## Records shown
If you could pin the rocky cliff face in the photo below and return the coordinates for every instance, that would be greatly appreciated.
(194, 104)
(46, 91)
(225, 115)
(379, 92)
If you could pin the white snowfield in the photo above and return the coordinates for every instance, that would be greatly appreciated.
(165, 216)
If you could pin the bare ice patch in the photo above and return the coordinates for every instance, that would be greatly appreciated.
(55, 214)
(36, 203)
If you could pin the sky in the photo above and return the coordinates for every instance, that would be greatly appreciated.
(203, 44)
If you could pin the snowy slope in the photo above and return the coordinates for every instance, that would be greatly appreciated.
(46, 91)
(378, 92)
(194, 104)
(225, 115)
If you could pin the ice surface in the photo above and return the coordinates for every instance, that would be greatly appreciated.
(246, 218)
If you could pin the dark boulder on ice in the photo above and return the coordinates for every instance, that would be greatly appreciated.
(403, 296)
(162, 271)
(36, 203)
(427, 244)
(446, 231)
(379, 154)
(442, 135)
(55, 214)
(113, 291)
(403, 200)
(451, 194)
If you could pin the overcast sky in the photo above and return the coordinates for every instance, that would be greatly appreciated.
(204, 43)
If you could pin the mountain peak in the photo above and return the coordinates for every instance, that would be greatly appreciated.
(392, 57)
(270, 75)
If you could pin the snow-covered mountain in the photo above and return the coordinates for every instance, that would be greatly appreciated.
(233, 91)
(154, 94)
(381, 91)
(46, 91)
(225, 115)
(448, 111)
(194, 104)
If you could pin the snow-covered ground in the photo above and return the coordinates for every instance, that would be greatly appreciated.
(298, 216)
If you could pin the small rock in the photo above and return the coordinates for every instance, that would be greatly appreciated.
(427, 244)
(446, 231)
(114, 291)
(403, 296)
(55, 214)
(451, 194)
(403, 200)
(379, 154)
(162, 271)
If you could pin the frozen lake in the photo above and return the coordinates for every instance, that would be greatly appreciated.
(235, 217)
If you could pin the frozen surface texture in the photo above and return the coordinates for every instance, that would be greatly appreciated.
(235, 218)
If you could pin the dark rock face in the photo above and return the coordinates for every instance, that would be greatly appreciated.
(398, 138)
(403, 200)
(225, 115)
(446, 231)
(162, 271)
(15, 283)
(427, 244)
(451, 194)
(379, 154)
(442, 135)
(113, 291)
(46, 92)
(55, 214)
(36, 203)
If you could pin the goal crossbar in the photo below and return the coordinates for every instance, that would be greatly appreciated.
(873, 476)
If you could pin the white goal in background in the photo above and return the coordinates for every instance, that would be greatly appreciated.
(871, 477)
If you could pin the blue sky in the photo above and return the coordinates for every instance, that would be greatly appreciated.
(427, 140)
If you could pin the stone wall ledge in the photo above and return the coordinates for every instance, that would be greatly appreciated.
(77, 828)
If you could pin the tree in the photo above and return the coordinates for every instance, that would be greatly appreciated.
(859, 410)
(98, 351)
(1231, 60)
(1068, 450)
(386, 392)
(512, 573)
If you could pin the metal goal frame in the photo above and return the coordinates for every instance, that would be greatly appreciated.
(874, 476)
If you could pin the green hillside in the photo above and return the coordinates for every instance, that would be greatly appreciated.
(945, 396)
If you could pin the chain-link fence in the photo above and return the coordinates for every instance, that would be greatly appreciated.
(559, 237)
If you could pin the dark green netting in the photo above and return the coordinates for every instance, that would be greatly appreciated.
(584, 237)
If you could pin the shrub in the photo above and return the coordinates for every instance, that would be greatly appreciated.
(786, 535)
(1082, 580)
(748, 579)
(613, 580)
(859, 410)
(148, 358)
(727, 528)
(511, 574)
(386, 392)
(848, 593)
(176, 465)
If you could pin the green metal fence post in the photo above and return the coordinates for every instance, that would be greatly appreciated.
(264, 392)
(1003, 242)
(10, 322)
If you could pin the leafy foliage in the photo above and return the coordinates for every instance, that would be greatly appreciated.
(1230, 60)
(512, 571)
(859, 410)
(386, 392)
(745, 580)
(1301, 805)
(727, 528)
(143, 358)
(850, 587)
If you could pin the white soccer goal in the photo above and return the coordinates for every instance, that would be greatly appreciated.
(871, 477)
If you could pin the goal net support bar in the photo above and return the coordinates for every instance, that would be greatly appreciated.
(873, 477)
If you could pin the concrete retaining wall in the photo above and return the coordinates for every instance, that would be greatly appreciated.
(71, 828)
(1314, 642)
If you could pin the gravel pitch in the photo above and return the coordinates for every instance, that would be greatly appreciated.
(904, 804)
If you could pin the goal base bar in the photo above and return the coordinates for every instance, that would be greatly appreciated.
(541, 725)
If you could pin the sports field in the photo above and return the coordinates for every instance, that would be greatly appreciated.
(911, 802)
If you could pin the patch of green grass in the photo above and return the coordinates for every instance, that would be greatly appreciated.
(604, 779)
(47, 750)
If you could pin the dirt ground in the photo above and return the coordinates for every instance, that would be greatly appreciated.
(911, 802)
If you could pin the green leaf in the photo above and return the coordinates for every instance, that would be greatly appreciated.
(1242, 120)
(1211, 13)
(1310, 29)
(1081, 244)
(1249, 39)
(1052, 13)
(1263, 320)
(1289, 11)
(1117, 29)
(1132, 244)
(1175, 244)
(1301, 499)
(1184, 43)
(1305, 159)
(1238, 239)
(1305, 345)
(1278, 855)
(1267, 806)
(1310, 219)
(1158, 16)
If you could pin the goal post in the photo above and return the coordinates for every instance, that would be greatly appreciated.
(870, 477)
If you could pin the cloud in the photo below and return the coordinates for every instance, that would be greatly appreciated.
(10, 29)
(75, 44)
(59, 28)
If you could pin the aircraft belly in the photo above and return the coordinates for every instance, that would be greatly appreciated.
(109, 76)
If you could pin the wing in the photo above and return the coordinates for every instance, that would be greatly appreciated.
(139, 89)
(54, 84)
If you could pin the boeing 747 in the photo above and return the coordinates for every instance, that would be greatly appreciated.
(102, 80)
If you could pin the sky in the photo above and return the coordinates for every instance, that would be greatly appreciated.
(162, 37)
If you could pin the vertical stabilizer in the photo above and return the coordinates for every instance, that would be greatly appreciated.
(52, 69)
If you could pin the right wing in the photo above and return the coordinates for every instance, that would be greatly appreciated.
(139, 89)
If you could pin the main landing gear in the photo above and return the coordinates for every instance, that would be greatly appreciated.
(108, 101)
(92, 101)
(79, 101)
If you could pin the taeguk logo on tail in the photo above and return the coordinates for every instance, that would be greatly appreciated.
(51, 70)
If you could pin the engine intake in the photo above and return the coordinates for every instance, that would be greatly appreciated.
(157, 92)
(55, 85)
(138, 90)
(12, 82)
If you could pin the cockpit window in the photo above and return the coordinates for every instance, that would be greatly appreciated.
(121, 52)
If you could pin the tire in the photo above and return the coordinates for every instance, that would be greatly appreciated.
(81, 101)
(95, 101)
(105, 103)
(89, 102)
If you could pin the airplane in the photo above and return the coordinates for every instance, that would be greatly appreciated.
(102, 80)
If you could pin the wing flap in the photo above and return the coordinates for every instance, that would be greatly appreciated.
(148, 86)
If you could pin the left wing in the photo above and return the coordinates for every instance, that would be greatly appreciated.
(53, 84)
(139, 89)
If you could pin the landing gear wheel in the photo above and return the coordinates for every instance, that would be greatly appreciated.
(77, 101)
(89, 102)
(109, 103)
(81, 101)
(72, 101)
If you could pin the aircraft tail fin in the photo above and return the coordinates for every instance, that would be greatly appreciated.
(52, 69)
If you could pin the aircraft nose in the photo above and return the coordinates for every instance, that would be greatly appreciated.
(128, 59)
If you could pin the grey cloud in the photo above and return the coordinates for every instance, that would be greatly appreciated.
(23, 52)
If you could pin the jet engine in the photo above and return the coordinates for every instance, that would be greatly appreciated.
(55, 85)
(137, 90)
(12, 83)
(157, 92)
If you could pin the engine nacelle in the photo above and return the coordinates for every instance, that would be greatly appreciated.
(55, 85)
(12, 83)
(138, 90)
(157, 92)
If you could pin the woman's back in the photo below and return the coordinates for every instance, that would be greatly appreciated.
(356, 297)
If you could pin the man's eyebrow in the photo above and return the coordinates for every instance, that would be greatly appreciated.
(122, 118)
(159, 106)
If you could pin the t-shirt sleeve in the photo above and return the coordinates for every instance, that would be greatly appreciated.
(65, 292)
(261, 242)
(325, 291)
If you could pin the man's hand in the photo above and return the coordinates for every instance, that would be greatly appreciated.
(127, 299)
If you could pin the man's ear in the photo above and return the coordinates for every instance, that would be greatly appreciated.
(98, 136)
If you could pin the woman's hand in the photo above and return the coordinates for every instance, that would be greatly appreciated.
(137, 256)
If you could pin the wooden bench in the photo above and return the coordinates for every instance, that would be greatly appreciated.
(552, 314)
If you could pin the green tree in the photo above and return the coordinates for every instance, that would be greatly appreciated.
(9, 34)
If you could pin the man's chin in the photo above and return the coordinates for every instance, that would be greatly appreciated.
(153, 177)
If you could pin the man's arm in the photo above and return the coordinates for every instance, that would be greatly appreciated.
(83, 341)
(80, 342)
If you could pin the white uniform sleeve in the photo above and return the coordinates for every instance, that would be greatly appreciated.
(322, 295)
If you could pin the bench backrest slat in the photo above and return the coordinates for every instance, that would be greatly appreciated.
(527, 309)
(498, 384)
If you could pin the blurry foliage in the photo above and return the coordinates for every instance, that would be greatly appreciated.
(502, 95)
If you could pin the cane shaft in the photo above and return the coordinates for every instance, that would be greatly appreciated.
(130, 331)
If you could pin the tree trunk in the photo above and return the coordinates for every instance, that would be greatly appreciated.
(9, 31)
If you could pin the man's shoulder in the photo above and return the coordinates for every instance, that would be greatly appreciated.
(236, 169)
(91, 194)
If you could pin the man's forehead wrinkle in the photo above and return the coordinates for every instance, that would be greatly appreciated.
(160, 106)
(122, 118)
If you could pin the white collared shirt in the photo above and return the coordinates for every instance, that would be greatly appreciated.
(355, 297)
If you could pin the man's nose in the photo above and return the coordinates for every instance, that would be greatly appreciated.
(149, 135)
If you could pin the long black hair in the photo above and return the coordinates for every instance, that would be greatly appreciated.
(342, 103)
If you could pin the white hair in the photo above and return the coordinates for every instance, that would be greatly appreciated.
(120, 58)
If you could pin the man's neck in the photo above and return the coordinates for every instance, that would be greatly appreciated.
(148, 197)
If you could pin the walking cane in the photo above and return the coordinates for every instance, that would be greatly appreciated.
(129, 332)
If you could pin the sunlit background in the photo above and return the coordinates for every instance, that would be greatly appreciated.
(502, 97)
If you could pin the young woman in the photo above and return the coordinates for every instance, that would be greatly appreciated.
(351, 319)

## Task instructions
Reproduce exactly the lines from the one with "If you could pin the blurry" through the end of the entries above, both ends included.

## Written reply
If you could pin the blurry foliage in the photo above and return the coordinates for every instance, that would be greatly appreciated.
(502, 95)
If you could pin the cane shaft in the photo above and return the coordinates for every instance, that would be greatly appreciated.
(130, 331)
If you could pin the tree trunk in the photo above and return the coordinates for every instance, that would be greatly appreciated.
(9, 31)
If you could pin the man's shoulder in the photo above and return the coordinates for every instance, that would be greatly appreciated.
(236, 169)
(91, 194)
If you could pin the man's forehead wrinkle in the photo above and return the coordinates for every instance, that would be greatly appreciated.
(160, 106)
(122, 118)
If you could pin the white collared shirt in the photo above and return the coordinates for every instance, that would be greatly appreciated.
(355, 297)
If you could pin the man's nose in the photo above and return the coordinates for every instance, that would be greatly appreciated.
(149, 135)
If you could pin the long black hair in the photo above and return the coordinates for every instance, that would be greatly appreciated.
(342, 103)
If you could pin the white hair in the photo above and return the coordinates for every instance, that would be greatly appreciated.
(120, 58)
If you could pin the man's neck in the photo above and return the coordinates for every instance, that would be greatly appreciated.
(148, 197)
If you could pin the walking cane in the photo above and return the coordinates for every instance, that would be greatly appreciated.
(129, 332)
If you could pin the sunlit background in the photo above and return the coordinates for every instance, that would be greatly appreciated.
(502, 97)
If you could pin the young woman in the photo above and return the coordinates for every instance, that would be greatly appreciated.
(351, 319)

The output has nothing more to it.